Rewrite the records starting at the line that contains "Objective — one marker per instance of the white" and ending at the line that contains "Objective — one marker per instance of the peach", with "marker" replaced by "point" and everything else left unchanged.

**Data**:
========================================================================

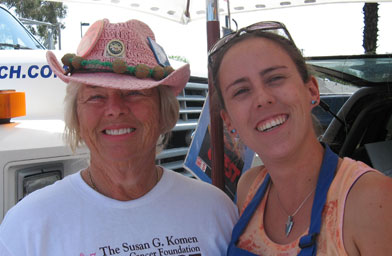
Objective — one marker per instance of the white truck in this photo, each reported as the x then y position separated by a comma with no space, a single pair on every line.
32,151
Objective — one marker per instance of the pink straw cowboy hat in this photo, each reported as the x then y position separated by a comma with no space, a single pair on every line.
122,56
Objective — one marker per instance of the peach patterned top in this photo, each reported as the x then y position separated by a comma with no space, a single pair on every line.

========================================================================

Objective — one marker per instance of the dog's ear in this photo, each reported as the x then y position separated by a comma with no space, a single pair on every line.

========================================================================

**Written answer**:
Objective — one point per instance of the white truck in this photo, each reported as the x then y position separated by a comma with no space, a single pair on every line.
32,151
Objective — one point per instance of the pink straw cowboy hat in this photo, each reported as the x then y position separated by a comma with no space, a single pair on every line.
122,56
Objective — one point per instance of the peach patterned top in this photo, each reported as the x then y position separated by a comma with no space, a single pair on every line.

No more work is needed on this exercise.